▶ **Job**: Reproduce every line of the material below verbatim, in the same order.

## start Material provided

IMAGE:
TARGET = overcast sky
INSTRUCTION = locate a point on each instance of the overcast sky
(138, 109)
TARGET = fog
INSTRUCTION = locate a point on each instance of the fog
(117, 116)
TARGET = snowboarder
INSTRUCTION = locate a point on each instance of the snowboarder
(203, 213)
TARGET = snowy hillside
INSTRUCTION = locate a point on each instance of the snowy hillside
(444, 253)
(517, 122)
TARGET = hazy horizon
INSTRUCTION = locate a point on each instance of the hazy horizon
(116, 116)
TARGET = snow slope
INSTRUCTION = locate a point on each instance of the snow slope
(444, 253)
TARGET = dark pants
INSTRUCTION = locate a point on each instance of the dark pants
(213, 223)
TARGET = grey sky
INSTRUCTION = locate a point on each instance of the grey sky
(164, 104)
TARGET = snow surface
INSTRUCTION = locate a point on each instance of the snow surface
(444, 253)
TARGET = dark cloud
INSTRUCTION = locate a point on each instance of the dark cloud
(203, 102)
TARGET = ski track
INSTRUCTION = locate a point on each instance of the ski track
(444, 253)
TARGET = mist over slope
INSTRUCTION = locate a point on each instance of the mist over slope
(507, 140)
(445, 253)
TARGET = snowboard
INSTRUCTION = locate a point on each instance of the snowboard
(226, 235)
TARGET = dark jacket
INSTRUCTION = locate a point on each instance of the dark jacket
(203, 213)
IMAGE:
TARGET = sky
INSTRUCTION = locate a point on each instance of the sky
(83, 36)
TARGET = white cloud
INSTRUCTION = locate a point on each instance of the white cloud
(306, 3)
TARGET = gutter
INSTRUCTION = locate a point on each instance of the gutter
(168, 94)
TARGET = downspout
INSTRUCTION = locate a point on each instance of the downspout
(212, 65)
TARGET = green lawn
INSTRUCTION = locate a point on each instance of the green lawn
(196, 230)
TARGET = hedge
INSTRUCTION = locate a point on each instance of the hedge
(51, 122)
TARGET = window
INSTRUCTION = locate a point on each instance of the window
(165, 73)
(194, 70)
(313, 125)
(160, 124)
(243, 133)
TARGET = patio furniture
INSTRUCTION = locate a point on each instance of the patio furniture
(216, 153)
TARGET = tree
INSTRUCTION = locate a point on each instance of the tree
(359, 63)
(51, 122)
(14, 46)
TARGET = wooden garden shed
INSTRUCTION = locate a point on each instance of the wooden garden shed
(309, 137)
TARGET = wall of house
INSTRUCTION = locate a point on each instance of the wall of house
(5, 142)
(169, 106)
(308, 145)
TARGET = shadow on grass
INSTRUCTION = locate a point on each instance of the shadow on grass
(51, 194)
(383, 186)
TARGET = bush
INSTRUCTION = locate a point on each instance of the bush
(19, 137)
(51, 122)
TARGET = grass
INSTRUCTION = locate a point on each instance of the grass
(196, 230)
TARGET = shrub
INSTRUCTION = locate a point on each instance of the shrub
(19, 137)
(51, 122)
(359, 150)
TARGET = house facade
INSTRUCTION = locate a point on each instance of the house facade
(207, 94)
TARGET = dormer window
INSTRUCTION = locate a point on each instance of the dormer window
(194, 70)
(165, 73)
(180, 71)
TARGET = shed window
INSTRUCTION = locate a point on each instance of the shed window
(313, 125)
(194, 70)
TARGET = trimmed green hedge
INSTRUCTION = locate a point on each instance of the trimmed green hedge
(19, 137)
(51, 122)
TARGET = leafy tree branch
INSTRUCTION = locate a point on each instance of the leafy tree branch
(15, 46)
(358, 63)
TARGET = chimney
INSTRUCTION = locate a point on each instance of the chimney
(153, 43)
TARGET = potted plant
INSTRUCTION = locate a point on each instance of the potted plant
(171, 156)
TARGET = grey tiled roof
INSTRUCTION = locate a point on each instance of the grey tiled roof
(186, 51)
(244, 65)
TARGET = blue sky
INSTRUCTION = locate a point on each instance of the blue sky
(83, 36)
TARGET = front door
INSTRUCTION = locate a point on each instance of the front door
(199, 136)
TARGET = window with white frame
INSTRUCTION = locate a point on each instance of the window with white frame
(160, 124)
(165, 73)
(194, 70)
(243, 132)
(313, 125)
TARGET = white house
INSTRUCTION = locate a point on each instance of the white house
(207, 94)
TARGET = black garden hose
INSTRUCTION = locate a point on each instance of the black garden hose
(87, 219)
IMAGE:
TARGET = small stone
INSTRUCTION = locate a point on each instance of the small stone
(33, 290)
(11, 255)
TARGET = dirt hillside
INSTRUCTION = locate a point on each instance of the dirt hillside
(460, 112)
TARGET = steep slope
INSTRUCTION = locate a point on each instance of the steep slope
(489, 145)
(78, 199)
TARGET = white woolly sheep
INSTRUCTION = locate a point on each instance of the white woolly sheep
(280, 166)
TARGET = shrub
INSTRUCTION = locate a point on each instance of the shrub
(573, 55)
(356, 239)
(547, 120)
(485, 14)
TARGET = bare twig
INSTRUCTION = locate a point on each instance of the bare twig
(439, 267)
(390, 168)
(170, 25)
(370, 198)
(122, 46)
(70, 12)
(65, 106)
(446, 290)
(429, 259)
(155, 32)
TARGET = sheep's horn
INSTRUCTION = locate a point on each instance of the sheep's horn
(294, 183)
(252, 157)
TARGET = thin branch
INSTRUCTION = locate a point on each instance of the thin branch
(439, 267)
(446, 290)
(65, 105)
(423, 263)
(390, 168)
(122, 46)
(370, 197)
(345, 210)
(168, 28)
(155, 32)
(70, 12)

## end Material provided

▶ **Written answer**:
IMAGE:
TARGET = overcast sky
INSTRUCTION = locate a point on each instance of the overcast sky
(138, 109)
TARGET = fog
INSTRUCTION = locate a point on each instance of the fog
(117, 116)
TARGET = snowboarder
INSTRUCTION = locate a point on each instance of the snowboarder
(203, 213)
TARGET = snowy hillside
INSTRUCTION = locate a point on each instance of the snowy hillside
(444, 253)
(517, 122)
TARGET = hazy horizon
INSTRUCTION = locate a point on each instance of the hazy horizon
(116, 116)
TARGET = snow slope
INSTRUCTION = locate a point on each instance of the snow slope
(444, 253)
TARGET = dark pants
INSTRUCTION = locate a point on each instance of the dark pants
(213, 223)
TARGET = grey sky
INSTRUCTION = locate a point on each instance of the grey sky
(164, 104)
TARGET = snow surface
INSTRUCTION = locate a point on each instance of the snow surface
(444, 253)
TARGET = dark cloud
INSTRUCTION = locate a point on each instance of the dark cloud
(203, 102)
TARGET = ski track
INSTRUCTION = locate a point on each instance of the ski track
(444, 253)
TARGET = mist over slope
INSTRUCTION = locate a point on each instance of the mist over slope
(507, 140)
(445, 253)
TARGET = snowboard
INSTRUCTION = locate a point on each instance of the snowboard
(226, 235)
TARGET = dark jacket
INSTRUCTION = locate a point on each instance of the dark jacket
(203, 213)
IMAGE:
TARGET = sky
INSTRUCTION = locate a point on each instance of the sky
(83, 36)
TARGET = white cloud
INSTRUCTION = locate a point on each instance of the white cloud
(306, 3)
TARGET = gutter
INSTRUCTION = locate a point on each instance of the gutter
(168, 94)
TARGET = downspout
INSTRUCTION = locate a point on each instance of the downspout
(212, 65)
TARGET = green lawn
INSTRUCTION = locate a point on each instance of the green lawn
(196, 230)
TARGET = hedge
INSTRUCTION = locate a point on each instance of the hedge
(51, 122)
TARGET = window
INSTRUCTION = locate a point on each instance of the window
(165, 73)
(194, 70)
(313, 125)
(160, 124)
(243, 133)
TARGET = patio furniture
INSTRUCTION = locate a point on each instance of the patio furniture
(216, 153)
TARGET = tree
INSTRUCTION = locate a point on each instance of the tree
(359, 63)
(51, 122)
(14, 46)
TARGET = wooden garden shed
INSTRUCTION = locate a point on each instance of the wooden garden shed
(309, 137)
TARGET = wall of house
INSTRUCTION = locate a point on each instance of the wall of house
(5, 142)
(169, 106)
(308, 145)
TARGET = shadow on grass
INSTRUCTION = locate a point on each instance of the shadow on grass
(51, 194)
(383, 186)
TARGET = bush
INSTRUCTION = locate a point on each instance of the bush
(19, 137)
(51, 122)
TARGET = grass
INSTRUCTION = locate a point on each instance of the grass
(196, 230)
TARGET = shrub
INSTRUCTION = locate a point on each instance of the shrub
(19, 137)
(51, 122)
(359, 150)
TARGET = house facade
INSTRUCTION = locate a point on each instance of the house facade
(207, 94)
TARGET = dormer window
INSTRUCTION = locate a point on each instance of the dormer window
(194, 70)
(165, 73)
(180, 71)
TARGET = shed window
INSTRUCTION = locate a point on each instance of the shed window
(313, 125)
(194, 70)
TARGET = trimmed green hedge
INSTRUCTION = locate a point on each instance of the trimmed green hedge
(19, 137)
(51, 122)
TARGET = leafy tree branch
INSTRUCTION = locate a point on each instance of the leafy tree branch
(15, 46)
(358, 63)
TARGET = chimney
INSTRUCTION = locate a point on each instance of the chimney
(153, 43)
TARGET = potted plant
INSTRUCTION = locate a point on each instance of the potted plant
(171, 156)
TARGET = grey tiled roof
INSTRUCTION = locate a point on each instance of the grey tiled roof
(186, 51)
(244, 65)
TARGET = blue sky
INSTRUCTION = locate a point on each instance of the blue sky
(83, 36)
TARGET = front door
INSTRUCTION = locate a point on each instance of the front door
(199, 136)
TARGET = window with white frame
INSTRUCTION = locate a point on each instance of the window with white frame
(160, 124)
(165, 73)
(194, 70)
(243, 132)
(313, 125)
TARGET = white house
INSTRUCTION = locate a point on each instance of the white house
(207, 94)
TARGET = black garden hose
INSTRUCTION = locate a point on each instance of the black garden hose
(87, 219)
IMAGE:
TARGET = small stone
INSTRUCTION = locate a point on each instance of the small stone
(33, 290)
(11, 255)
TARGET = dirt hillside
INSTRUCTION = locate a point on each instance of the dirt hillside
(460, 112)
TARGET = steep slope
INSTRUCTION = locate a point on each instance of the steep slope
(489, 145)
(78, 199)
TARGET = white woolly sheep
INSTRUCTION = locate a point on each instance of the white woolly sheep
(280, 166)
TARGET = shrub
INSTRUCTION = locate a point on each instance of the shrub
(573, 55)
(356, 239)
(547, 120)
(485, 14)
TARGET = bare twig
INSTRUCTION = locate a point on each instance of the bare twig
(439, 267)
(390, 168)
(170, 25)
(370, 198)
(122, 46)
(70, 12)
(65, 106)
(446, 290)
(429, 259)
(155, 32)
TARGET = sheep's horn
INSTRUCTION = locate a point on each instance of the sheep's horn
(294, 183)
(252, 157)
TARGET = thin branch
INSTRUCTION = locate a point on each instance of the thin branch
(439, 267)
(446, 290)
(65, 105)
(423, 263)
(390, 168)
(122, 46)
(370, 197)
(345, 210)
(168, 28)
(155, 32)
(70, 12)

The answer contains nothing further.